(TEXTO SELECCIONADO):

-*-*-

Nos lamentamos porque no teníamos las lámparas encendidas…

1Tes. 4, 1-8; Sal. 96; Mt. 25, 1-13
Con qué sensación de desconcierto y hasta de ridículo se queda uno cuando pudo haber conseguido algo, pero por un descuido, por no haberse esforzado lo suficiente quizá, o por alguna otra razón de la que uno se siente culpable, no lo ha conseguido, se ha quedado a las puertas, como se suele decir, con la miel en los labios.
Nos sucede en muchas situaciones de la vida; un examen que pudimos aprobar si hubiéramos aprovechado más el tiempo que tenemos conciencia de que lo perdimos sin ninguna justificación; una meta en algo, ya sea en lo deportivo o ya sea en la carrera de la vida, que no pudimos alcanzar porque preferimos la vida fácil y sin complicaciones y no nos preparamos lo suficiente.

-*-*-

(FILAS MOSTRADAS):
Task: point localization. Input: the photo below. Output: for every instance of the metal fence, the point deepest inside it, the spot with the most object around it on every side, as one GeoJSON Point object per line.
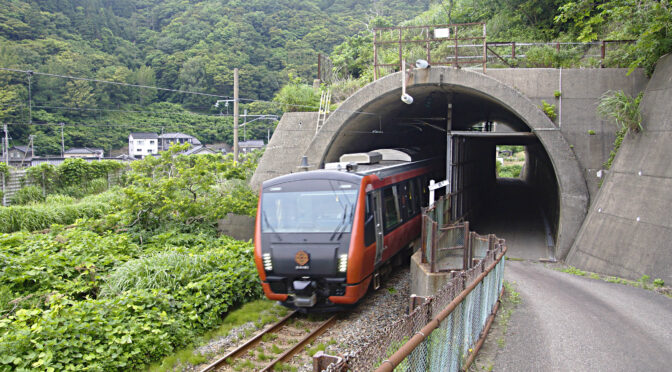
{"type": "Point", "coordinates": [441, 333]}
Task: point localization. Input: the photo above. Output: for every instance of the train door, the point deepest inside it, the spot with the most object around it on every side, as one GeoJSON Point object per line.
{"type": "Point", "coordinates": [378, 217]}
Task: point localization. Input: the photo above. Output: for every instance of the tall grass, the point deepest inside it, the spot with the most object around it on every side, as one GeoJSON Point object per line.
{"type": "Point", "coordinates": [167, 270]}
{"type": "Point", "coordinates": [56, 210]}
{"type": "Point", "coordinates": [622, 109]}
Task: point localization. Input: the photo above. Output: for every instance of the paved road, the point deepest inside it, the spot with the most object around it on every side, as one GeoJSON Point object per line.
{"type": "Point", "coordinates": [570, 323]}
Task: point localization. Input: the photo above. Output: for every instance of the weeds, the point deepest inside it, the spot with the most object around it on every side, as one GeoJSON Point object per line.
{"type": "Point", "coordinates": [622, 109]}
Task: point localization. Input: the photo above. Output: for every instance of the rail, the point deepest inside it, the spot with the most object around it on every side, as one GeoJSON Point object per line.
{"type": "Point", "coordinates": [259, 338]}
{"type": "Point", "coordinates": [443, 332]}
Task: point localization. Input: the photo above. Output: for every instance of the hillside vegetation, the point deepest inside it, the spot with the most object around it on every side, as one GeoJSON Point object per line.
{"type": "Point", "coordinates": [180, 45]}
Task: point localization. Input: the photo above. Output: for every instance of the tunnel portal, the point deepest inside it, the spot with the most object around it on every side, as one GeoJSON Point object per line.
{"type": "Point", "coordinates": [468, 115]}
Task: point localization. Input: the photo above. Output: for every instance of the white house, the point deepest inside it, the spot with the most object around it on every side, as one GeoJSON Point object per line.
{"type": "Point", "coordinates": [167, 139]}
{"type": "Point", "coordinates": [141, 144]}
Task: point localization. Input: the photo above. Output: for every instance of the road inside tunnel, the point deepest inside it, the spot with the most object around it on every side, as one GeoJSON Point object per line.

-*-*-

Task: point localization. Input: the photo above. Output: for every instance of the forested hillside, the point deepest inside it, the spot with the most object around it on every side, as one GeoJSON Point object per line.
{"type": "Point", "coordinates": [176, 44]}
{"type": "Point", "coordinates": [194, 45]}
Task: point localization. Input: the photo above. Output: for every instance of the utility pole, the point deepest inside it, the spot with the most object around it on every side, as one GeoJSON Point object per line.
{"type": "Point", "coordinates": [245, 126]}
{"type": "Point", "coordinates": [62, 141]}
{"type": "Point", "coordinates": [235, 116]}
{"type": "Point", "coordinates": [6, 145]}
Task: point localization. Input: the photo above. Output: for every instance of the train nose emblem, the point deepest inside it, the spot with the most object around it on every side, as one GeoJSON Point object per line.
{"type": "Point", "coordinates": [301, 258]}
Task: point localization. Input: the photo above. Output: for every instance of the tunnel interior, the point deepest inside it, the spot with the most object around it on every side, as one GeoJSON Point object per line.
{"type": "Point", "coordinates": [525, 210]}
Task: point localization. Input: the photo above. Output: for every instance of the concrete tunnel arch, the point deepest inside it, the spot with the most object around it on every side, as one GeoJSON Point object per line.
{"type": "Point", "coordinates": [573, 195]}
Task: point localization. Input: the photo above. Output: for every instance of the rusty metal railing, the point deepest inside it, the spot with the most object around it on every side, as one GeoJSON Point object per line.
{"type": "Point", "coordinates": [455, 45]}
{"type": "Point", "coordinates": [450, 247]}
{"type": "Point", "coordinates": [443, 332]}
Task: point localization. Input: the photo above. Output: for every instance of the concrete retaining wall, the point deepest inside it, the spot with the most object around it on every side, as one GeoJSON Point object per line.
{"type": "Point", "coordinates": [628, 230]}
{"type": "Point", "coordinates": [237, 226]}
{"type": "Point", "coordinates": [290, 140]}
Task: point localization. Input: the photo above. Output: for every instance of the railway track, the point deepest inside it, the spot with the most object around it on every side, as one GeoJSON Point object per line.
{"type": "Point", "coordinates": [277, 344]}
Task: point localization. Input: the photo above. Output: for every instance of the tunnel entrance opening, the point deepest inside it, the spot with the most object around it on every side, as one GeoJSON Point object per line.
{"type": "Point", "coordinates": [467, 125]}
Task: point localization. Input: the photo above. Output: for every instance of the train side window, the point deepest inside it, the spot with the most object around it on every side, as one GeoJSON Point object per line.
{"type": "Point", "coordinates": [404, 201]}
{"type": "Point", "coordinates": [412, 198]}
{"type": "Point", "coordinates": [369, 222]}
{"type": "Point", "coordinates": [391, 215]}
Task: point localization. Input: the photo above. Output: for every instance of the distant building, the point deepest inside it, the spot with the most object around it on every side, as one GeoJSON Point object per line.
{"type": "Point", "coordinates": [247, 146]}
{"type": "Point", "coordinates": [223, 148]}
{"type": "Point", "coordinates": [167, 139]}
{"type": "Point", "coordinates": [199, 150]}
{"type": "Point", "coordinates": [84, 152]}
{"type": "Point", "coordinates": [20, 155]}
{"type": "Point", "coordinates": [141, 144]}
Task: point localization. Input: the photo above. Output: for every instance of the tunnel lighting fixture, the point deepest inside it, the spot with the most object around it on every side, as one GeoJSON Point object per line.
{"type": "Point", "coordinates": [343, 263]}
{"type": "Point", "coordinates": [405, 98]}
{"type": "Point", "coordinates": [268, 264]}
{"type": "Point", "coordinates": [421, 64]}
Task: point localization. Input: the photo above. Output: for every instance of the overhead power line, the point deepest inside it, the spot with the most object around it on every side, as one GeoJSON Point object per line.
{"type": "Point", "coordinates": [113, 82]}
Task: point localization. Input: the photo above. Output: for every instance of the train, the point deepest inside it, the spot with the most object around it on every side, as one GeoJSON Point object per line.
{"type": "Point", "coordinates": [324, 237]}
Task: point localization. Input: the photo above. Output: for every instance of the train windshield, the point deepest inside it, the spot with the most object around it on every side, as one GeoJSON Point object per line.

-*-*-

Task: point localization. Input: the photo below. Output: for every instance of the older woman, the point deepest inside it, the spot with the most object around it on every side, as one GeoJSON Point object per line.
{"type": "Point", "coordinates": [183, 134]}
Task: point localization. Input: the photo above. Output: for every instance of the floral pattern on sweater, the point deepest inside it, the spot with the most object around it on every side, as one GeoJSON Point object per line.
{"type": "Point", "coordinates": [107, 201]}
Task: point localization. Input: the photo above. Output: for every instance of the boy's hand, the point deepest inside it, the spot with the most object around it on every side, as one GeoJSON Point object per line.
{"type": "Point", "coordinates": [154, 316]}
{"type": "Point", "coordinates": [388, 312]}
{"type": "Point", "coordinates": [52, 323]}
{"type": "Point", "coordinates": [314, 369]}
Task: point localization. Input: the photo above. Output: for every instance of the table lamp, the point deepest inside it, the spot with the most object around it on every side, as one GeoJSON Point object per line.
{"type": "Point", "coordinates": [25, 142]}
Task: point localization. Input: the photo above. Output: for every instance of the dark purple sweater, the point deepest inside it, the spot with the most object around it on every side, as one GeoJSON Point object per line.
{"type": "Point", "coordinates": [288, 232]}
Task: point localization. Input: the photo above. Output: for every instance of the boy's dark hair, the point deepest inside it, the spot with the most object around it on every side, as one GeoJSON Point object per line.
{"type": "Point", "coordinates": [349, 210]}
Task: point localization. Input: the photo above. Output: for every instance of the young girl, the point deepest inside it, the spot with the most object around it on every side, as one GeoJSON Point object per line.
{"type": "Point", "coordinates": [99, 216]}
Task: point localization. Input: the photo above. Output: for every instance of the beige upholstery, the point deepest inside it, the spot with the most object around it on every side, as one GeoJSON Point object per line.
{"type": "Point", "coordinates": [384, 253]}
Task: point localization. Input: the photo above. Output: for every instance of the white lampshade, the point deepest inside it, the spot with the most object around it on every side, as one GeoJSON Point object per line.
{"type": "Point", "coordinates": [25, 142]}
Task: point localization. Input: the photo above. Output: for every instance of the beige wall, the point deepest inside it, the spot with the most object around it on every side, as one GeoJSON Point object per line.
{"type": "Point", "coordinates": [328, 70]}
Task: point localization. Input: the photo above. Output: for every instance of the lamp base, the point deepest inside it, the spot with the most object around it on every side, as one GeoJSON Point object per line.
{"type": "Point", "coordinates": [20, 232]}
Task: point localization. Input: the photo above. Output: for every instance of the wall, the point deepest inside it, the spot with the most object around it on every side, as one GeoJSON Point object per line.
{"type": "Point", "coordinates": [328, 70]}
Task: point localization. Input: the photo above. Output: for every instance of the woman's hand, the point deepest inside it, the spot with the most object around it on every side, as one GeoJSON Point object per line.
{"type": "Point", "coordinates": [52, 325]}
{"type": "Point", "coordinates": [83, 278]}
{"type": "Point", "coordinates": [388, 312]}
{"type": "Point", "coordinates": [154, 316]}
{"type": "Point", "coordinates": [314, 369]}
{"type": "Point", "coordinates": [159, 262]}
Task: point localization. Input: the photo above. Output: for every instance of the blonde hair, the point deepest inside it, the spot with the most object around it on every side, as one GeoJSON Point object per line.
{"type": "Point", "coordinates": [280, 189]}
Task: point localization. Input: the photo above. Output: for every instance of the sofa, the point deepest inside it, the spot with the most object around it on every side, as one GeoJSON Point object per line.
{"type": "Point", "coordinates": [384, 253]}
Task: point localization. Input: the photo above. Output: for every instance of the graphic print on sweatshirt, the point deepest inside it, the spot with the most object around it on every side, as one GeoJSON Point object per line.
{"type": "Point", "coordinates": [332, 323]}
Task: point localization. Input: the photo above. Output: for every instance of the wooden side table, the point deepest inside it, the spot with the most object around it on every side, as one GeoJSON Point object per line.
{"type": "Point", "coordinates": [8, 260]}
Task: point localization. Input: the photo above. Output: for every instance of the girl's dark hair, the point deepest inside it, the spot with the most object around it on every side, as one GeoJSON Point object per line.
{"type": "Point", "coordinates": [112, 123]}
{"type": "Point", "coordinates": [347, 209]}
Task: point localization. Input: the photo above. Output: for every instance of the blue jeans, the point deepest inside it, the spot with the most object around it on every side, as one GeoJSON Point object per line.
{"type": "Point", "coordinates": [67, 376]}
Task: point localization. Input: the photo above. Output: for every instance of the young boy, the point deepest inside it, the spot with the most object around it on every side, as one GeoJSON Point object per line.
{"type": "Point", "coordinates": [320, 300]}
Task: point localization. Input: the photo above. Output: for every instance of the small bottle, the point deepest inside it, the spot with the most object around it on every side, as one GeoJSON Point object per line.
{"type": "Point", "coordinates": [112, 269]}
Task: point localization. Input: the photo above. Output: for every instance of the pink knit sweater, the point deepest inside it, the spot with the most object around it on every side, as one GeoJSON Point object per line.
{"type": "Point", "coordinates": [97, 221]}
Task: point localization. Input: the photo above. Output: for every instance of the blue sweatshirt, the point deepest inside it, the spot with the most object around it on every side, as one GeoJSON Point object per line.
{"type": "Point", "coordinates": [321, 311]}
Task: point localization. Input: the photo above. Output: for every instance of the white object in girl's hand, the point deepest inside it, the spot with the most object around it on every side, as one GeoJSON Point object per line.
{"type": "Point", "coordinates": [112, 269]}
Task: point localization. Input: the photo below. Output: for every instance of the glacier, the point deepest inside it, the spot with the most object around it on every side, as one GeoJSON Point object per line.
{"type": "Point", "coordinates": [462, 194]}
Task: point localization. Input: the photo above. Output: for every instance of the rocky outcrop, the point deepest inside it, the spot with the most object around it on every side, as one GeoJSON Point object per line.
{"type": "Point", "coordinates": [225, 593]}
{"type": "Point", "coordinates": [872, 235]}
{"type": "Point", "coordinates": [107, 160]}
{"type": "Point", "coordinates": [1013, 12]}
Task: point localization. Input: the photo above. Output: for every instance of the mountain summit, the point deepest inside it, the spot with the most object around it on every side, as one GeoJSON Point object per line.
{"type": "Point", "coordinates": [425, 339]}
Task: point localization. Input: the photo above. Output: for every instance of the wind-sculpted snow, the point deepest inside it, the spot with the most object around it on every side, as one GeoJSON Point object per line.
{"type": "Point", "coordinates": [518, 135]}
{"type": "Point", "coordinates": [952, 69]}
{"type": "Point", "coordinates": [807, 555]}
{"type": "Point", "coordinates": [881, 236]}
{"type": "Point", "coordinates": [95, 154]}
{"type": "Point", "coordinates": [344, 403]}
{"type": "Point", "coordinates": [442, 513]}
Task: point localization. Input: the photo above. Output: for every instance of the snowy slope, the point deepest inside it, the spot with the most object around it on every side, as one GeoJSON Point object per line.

-*-*-

(EJERCICIOS):
[A] En la reflexión sobre las lámparas, ¿con qué expresión popular se describe el hecho de no conseguir algo que casi se tenía?
[B] Indica si cada afirmación coincide con la reflexión sobre las lámparas y justifica cada respuesta citando las palabras decisivas del texto.
(i) Se menciona un examen que se pudo aprobar aprovechando más el tiempo.
(ii) La meta no se alcanzó por mala suerte.
(iii) Esta situación solo se da en el deporte.
[C] Escribe la continuación de la reflexión sobre las lámparas a partir de su última oración.

(RESPUESTAS ESCRITAS):
[A] Quedarse a las puertas, con la miel en los labios.

[B]
(i) Sí: «un examen que pudimos aprobar si hubiéramos aprovechado más el tiempo».
(ii) No: «porque preferimos la vida fácil y sin complicaciones y no nos preparamos lo suficiente».
(iii) No: «Nos sucede en muchas situaciones de la vida».

[C]
Luego vienen los lamentos y los llantos, echándonos veinte mil culpas cuando ya no tenemos remedio; pudimos haberlo conseguido y no lo logramos; y vienen los propósitos, eso no me volverá a pasar, ya aprendí la lección, pero quizá los errores se siguen repitiendo porque seguimos en nuestro tren de la comodidad y del mínimo esfuerzo.
¿Nos estará reflejando esto, situaciones así, la parábola que acabamos de escuchar? Bien entendemos que la parábola es una bonito lección para muchas situaciones, también en el lado más humano de la vida, por las que podemos pasar. Pero nos está hablando también de nuestra salvación eterna, de nuestra pertenencia y vivencia del Reino de los cielos.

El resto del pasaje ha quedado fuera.